--- EXTRACTED ENTRIES ---

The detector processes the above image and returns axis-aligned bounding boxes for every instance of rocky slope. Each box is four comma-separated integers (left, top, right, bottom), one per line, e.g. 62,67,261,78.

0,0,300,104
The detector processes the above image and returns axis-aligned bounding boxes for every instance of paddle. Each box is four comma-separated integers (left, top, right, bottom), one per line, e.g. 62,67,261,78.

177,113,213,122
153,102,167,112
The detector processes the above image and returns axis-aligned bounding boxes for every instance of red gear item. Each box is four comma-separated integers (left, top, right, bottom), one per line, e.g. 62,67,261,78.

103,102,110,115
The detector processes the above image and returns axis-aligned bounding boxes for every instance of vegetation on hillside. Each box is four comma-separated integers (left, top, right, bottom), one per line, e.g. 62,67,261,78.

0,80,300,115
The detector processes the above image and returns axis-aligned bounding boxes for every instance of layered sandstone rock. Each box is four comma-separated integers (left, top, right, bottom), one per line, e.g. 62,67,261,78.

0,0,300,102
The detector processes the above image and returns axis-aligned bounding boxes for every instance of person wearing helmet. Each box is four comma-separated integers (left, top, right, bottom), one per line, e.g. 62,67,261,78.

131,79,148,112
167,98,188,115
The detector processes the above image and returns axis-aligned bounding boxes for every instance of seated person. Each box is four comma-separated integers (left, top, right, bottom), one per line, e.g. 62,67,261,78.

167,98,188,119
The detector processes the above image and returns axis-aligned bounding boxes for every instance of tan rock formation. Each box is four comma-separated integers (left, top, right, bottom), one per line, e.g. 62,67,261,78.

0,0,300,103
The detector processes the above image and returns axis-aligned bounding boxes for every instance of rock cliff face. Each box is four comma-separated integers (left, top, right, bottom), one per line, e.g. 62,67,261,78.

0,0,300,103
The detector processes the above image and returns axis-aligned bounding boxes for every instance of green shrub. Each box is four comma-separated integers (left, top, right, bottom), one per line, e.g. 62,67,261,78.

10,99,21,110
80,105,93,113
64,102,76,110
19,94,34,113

---

Rewrite all of the items above with "detector" switched to "annotator" everywhere it occurs, keeping everything else the same.

The annotator processes the above image and returns axis-aligned bounding boxes for every instance of rocky slope. Each box is four comma-separated integers (left, top, right, bottom), one per line, e.g. 62,67,261,78.

0,0,300,104
The annotator processes the above image and returns axis-aligned bounding boxes for every instance of paddle. Each box is four comma-separated integers (left, top, right, bottom), one per line, e.g. 62,67,261,78.

177,113,213,122
153,102,167,112
The annotator processes the above image and returns axis-aligned bounding boxes for every instance of red gear item. Each box is four comma-separated integers (left, top, right, bottom), one per line, e.g. 62,67,261,78.

103,102,110,115
The annotator processes the above image and returns axis-aligned bounding boxes for every instance of vegetation on hillside. Each box is four comma-separated integers (left, top, right, bottom), one per line, e.g. 62,67,261,78.

0,80,300,115
The annotator processes the above image and returns axis-aligned bounding boxes for every instance of layered sandstone rock. Each box is four comma-separated integers (left, top, right, bottom), one per line, e.g. 62,67,261,78.

0,0,300,102
The annotator processes the above image and returns axis-aligned bounding boxes for every instance of person wearing helmet. Each box is four comma-separated integers (left, top, right, bottom), one per line, e.g. 62,67,261,78.

131,79,148,112
167,98,188,115
The annotator processes the above image and returns axis-aligned bounding boxes for every instance of seated person. Each box is four comma-separated integers (left, top, right, bottom), one per line, e.g. 62,67,261,78.

167,98,188,119
The annotator processes the above image and returns axis-aligned bounding boxes for every instance of tan rock formation. Each box is four comma-separated integers (left, top, right, bottom), one per line, e.g. 62,67,261,78.

0,0,300,103
The annotator processes the above image and returns axis-aligned bounding boxes for every instance of rock cliff face. Each box is four comma-separated integers (left, top, right, bottom), one per line, e.g. 62,67,261,78.

0,0,300,103
The annotator processes the above image and returns axis-aligned bounding boxes for every instance of green shrub. Each box is four comma-separated integers (left, top, right, bottom), one per line, e.g. 62,67,261,78.

10,99,21,110
80,105,93,113
64,102,76,110
19,94,34,113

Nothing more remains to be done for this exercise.